Task prompt:
Examine the material below. Gather every line in which the string "target" appears.

Material provided:
*** Begin section ***
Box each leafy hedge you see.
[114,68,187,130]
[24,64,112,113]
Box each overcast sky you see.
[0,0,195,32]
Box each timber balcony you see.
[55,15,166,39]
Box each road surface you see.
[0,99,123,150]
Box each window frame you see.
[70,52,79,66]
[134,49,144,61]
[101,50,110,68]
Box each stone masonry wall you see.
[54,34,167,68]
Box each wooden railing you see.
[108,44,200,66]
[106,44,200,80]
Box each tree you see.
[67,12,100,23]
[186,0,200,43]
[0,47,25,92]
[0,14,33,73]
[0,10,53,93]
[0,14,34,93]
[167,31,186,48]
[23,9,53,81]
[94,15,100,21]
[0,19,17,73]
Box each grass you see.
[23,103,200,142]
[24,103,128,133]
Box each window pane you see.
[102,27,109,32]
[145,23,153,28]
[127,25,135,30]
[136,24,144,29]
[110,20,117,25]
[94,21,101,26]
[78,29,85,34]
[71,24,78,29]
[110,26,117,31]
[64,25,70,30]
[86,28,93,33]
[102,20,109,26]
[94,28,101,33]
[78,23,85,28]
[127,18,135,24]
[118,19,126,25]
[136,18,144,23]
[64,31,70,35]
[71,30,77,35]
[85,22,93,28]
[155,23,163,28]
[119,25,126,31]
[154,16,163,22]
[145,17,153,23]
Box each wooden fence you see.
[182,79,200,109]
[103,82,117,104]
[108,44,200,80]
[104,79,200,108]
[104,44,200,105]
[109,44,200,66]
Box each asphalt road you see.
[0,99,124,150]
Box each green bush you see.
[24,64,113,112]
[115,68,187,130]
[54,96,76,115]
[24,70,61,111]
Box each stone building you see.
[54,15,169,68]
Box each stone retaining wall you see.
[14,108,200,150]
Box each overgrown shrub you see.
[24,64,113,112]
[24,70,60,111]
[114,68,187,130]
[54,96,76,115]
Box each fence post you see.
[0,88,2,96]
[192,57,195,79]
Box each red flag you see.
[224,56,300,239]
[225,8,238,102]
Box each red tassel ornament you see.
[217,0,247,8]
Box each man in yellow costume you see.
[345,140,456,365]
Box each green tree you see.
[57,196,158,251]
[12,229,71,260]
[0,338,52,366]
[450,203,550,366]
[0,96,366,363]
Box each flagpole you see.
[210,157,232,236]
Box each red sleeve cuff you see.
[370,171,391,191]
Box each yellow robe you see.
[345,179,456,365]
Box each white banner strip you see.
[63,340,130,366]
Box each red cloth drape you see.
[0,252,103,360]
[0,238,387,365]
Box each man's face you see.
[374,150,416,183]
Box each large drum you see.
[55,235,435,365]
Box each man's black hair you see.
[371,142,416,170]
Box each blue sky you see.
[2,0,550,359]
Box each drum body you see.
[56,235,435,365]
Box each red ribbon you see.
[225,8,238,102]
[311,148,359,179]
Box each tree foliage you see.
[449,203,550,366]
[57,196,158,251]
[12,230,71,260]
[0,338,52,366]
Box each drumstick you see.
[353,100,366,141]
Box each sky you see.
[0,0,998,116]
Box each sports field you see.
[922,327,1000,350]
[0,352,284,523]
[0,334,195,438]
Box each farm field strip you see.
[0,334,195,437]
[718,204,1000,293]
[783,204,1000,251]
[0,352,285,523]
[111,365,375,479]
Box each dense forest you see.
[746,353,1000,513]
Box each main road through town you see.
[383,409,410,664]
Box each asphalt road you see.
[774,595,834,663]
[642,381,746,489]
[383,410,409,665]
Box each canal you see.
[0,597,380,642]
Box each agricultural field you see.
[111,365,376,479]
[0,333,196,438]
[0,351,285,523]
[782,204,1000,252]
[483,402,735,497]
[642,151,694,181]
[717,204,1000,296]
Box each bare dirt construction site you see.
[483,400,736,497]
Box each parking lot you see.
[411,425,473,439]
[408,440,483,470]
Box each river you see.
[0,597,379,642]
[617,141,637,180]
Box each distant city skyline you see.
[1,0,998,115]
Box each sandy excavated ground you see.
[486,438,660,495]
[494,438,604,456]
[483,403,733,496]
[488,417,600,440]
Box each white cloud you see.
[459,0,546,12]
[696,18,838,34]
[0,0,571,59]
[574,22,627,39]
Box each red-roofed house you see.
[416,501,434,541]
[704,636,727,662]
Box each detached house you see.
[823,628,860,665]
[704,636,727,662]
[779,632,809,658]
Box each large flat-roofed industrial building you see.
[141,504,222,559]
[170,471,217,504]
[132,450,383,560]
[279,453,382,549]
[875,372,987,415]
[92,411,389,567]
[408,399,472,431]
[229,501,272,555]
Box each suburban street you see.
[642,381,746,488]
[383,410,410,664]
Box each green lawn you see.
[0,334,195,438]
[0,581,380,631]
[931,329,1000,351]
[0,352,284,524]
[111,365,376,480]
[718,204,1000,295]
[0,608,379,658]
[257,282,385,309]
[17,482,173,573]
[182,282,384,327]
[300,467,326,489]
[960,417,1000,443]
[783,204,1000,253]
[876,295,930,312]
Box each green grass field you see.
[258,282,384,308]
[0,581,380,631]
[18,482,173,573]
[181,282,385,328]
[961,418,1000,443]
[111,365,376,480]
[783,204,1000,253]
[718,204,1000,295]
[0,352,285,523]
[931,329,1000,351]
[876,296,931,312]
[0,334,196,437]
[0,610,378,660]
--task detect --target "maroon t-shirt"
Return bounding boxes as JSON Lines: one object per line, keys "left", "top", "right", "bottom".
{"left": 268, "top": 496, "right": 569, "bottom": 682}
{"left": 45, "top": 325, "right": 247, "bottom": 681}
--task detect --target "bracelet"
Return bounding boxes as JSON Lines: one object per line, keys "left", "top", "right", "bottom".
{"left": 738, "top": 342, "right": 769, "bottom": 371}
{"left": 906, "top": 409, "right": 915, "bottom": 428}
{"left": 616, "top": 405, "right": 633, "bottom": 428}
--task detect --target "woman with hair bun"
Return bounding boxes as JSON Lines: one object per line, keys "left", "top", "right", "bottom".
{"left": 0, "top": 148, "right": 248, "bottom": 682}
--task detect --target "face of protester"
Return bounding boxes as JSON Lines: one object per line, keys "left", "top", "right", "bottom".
*** End section ***
Result of this task:
--task detect --target "maroon t-shirt"
--task detect --target "bracelet"
--task detect --target "woman with hair bun"
--task detect --target "face of protester"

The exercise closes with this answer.